* **Exercise brief**: Copy the records below exactly, omitting any pictures they contain.
-- begin Information given --
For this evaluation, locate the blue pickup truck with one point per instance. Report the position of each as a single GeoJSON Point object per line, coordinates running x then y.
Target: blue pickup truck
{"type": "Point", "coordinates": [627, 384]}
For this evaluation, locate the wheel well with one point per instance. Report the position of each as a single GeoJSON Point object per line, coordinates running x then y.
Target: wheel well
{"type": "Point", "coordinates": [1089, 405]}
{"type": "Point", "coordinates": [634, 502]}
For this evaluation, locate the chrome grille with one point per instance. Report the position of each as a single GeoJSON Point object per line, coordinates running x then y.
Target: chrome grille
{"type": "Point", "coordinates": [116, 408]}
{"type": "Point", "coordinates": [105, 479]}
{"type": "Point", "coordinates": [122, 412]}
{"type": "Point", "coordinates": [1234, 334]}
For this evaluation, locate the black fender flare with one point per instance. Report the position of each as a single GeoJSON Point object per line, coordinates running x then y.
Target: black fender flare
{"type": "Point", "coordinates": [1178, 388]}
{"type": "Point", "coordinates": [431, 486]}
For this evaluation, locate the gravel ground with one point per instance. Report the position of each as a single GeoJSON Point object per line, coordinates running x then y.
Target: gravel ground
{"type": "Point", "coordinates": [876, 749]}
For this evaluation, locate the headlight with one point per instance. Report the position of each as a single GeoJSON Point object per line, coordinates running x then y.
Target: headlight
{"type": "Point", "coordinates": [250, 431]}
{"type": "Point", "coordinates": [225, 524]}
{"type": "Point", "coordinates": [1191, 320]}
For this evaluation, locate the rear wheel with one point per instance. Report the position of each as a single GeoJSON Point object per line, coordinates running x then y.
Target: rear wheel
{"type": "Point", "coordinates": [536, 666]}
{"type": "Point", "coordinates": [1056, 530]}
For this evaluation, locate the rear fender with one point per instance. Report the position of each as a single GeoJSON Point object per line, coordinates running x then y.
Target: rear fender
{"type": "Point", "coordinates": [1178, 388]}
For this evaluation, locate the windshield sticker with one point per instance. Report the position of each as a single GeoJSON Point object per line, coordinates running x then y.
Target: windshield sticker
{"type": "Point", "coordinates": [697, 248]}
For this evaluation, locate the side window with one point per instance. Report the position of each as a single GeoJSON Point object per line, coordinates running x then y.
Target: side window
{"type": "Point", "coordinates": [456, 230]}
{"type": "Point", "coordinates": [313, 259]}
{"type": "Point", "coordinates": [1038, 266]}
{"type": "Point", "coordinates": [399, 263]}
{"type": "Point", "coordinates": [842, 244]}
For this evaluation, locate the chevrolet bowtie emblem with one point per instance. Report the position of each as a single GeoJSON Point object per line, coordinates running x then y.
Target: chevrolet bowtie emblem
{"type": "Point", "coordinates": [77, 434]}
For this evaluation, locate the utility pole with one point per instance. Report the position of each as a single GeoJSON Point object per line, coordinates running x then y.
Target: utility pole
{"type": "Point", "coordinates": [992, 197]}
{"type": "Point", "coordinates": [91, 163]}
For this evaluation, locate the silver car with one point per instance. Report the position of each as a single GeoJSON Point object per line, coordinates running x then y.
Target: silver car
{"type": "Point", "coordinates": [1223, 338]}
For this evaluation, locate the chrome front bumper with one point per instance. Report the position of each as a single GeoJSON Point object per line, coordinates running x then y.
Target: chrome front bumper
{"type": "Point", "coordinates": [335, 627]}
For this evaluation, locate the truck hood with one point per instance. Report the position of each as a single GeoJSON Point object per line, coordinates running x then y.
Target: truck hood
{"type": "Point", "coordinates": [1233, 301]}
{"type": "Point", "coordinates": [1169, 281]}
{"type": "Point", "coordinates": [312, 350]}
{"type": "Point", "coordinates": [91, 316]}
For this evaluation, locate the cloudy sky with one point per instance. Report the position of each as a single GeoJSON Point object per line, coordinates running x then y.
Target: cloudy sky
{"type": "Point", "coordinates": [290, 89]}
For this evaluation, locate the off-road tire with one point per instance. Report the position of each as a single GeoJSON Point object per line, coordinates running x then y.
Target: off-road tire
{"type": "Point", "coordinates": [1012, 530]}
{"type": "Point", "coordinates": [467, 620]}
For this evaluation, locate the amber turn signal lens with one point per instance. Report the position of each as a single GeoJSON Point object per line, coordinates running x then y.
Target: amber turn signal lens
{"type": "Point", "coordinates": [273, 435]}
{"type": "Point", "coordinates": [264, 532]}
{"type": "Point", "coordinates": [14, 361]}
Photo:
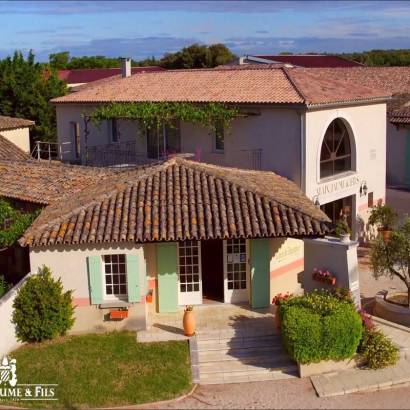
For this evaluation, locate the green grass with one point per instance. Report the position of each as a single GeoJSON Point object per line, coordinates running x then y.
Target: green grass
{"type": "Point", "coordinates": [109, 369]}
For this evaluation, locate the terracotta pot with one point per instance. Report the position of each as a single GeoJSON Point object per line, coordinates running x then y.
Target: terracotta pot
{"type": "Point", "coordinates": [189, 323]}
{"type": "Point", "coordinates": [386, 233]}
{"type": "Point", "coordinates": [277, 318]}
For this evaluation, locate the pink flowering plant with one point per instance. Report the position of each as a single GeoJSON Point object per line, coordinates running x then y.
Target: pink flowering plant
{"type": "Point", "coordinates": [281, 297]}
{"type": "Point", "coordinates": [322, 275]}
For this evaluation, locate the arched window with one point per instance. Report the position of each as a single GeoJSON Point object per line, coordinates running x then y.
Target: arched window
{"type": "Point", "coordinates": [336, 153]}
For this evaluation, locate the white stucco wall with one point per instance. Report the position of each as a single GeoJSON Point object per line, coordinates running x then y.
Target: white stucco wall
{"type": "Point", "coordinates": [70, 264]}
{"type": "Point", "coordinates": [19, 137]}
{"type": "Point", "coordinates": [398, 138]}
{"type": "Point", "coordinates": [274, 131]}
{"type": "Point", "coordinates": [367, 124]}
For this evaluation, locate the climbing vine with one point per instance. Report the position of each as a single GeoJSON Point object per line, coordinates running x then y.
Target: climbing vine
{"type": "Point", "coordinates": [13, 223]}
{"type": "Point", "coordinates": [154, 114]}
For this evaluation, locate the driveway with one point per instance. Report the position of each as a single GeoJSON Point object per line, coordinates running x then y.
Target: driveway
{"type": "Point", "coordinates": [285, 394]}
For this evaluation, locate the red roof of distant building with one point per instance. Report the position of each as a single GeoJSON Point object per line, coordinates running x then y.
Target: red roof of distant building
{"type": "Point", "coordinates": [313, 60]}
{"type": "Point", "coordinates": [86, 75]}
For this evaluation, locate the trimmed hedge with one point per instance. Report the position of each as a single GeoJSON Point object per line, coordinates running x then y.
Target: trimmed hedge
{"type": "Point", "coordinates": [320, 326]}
-- end Information given --
* **Task answer**:
For this evaluation, locate the blue pickup truck with one point per instance. Report the position of each as a single GeoJSON Point object per line, coordinates running x then y.
Target: blue pickup truck
{"type": "Point", "coordinates": [627, 384]}
For this evaluation, locate the wheel well with one point per instance. Report the position of each as a single GeoJSON Point object per line, coordinates running x then y.
Target: wheel well
{"type": "Point", "coordinates": [1089, 405]}
{"type": "Point", "coordinates": [634, 502]}
For this evaluation, locate the chrome grille with one point per instance. Report the position of each as a single GeoJSON Point object per line, coordinates running x then y.
Target: chrome grille
{"type": "Point", "coordinates": [116, 408]}
{"type": "Point", "coordinates": [105, 479]}
{"type": "Point", "coordinates": [122, 412]}
{"type": "Point", "coordinates": [1234, 334]}
For this evaluation, locate the black fender flare with one point per instance. Report the position of each as a single GeoJSON Point object per line, coordinates running x then y.
Target: black fender flare
{"type": "Point", "coordinates": [1178, 388]}
{"type": "Point", "coordinates": [431, 486]}
For this evaluation, locate the gravel ground with one point per instance. Report the position of each as a single GeoJSON Point object per line, coordinates running x then y.
Target: gravel ground
{"type": "Point", "coordinates": [876, 749]}
For this evaluation, locate the headlight with one point per instance. Report the position of each as a single GeoJSON Point object per line, coordinates running x then y.
Target: headlight
{"type": "Point", "coordinates": [250, 431]}
{"type": "Point", "coordinates": [225, 524]}
{"type": "Point", "coordinates": [1191, 320]}
For this evaluation, locate the rear wheel with one point per instance. Report the position of each as a single GeoJSON Point object per line, coordinates running x then y.
Target: rear wheel
{"type": "Point", "coordinates": [536, 666]}
{"type": "Point", "coordinates": [1056, 530]}
For this evaluation, locate the rear fender with one point per instance. Report the position of each as a single GeoJSON Point object per line, coordinates running x then y.
Target: rear fender
{"type": "Point", "coordinates": [1178, 388]}
For this evaluation, locate the windshield sticker with one point per instance. Report the position of each as a single GeoJSON Point object per line, coordinates running x then y.
Target: windshield sticker
{"type": "Point", "coordinates": [697, 248]}
For this evaluation, locate the side window with one point per instance. Report the position of each as a single GeoJSON Point object per line, coordinates running x then y.
Target: side window
{"type": "Point", "coordinates": [456, 230]}
{"type": "Point", "coordinates": [313, 259]}
{"type": "Point", "coordinates": [1038, 266]}
{"type": "Point", "coordinates": [399, 263]}
{"type": "Point", "coordinates": [842, 244]}
For this evaluation, locate the chevrolet bowtie emblem with one point per instance. Report the position of each as a single GeoJSON Point object per line, coordinates running x then y.
Target: chevrolet bowtie emblem
{"type": "Point", "coordinates": [77, 434]}
For this evaluation, locate the utility pole with one point per instance. Report the position of each as a single GeoJSON Point object per line, coordinates running x then y.
Target: utility pole
{"type": "Point", "coordinates": [992, 197]}
{"type": "Point", "coordinates": [91, 163]}
For this evaluation, locate the silver car with one point per instance. Report the position of each as a single GeoJSON Point object per line, coordinates running x then y.
Target: silver car
{"type": "Point", "coordinates": [1223, 338]}
For this evaluation, locate the chrome front bumper with one point per instance. Report the position of each as a single GeoJSON Point object per line, coordinates running x then y.
Target: chrome front bumper
{"type": "Point", "coordinates": [335, 627]}
For this evaluation, locate the truck hood with one point per instance. Report the position of each as a single GeoJSON Point object per line, coordinates running x then y.
Target: truck hood
{"type": "Point", "coordinates": [1233, 301]}
{"type": "Point", "coordinates": [1169, 281]}
{"type": "Point", "coordinates": [312, 350]}
{"type": "Point", "coordinates": [91, 316]}
For this evaluation, locate the cloudy sky with one point per instance. Report the position of each as a single GeoJSON Point object per line, coordinates running x then y.
Target: cloudy sky
{"type": "Point", "coordinates": [290, 89]}
For this evaluation, locate the off-road tire with one point per instance. Report the position of each as a single GeoJSON Point object per line, coordinates running x then y.
Target: off-road tire
{"type": "Point", "coordinates": [1012, 530]}
{"type": "Point", "coordinates": [467, 620]}
For this evaluation, locate the amber turn signal lens with one point per instance. Report the position of each as a single GeoJSON Point object per line, coordinates running x then y.
Target: amber turn signal lens
{"type": "Point", "coordinates": [273, 435]}
{"type": "Point", "coordinates": [264, 532]}
{"type": "Point", "coordinates": [14, 361]}
Photo:
For this evaluation, locate the green grass with one point per instance. Report the position of each as a single GeoJSON Point object per line, coordinates running x then y.
Target: green grass
{"type": "Point", "coordinates": [109, 369]}
For this evaluation, locate the terracotta pot with one point per instance. Report the position of each as a single GeoJSON Point object per line, coordinates running x then y.
Target: terracotta pot
{"type": "Point", "coordinates": [189, 323]}
{"type": "Point", "coordinates": [386, 233]}
{"type": "Point", "coordinates": [277, 318]}
For this evaluation, locate the pink flowering plant with one point per instance. Report the position of each as a single GeoJSON Point object per line, coordinates running x then y.
Target: pink flowering plant
{"type": "Point", "coordinates": [281, 297]}
{"type": "Point", "coordinates": [322, 275]}
For this evaluation, locate the arched window with one point per instance. Report the position of each as a single GeoJSON Point object per line, coordinates running x then y.
Target: arched window
{"type": "Point", "coordinates": [336, 153]}
For this evaluation, locate the white stucco wall with one point per instance. Report the position of each as a single GeoJSON Point object per line, coordinates running x then y.
Target: white stucco wall
{"type": "Point", "coordinates": [70, 264]}
{"type": "Point", "coordinates": [19, 137]}
{"type": "Point", "coordinates": [398, 138]}
{"type": "Point", "coordinates": [274, 131]}
{"type": "Point", "coordinates": [367, 124]}
For this evaluation, locate the climbing vine with one point per instance. Report the position of each as a single GeoJSON Point object per line, coordinates running x then y.
Target: climbing vine
{"type": "Point", "coordinates": [13, 223]}
{"type": "Point", "coordinates": [154, 114]}
For this evaluation, locate the driveway with one point per instance. Report the position of each as a single GeoJSON Point object per line, coordinates running x then y.
Target: driveway
{"type": "Point", "coordinates": [285, 394]}
For this evaluation, locate the red roof of distant building with one point per instance. Report the position of each as a single GeoJSON Point object per line, coordinates running x then y.
Target: red roof of distant building
{"type": "Point", "coordinates": [313, 60]}
{"type": "Point", "coordinates": [86, 75]}
For this evaluation, locate the trimmed hedge with one point per instance. Report the position of each as a single GeoJSON Point object per line, coordinates running x then y.
Target: trimmed hedge
{"type": "Point", "coordinates": [320, 326]}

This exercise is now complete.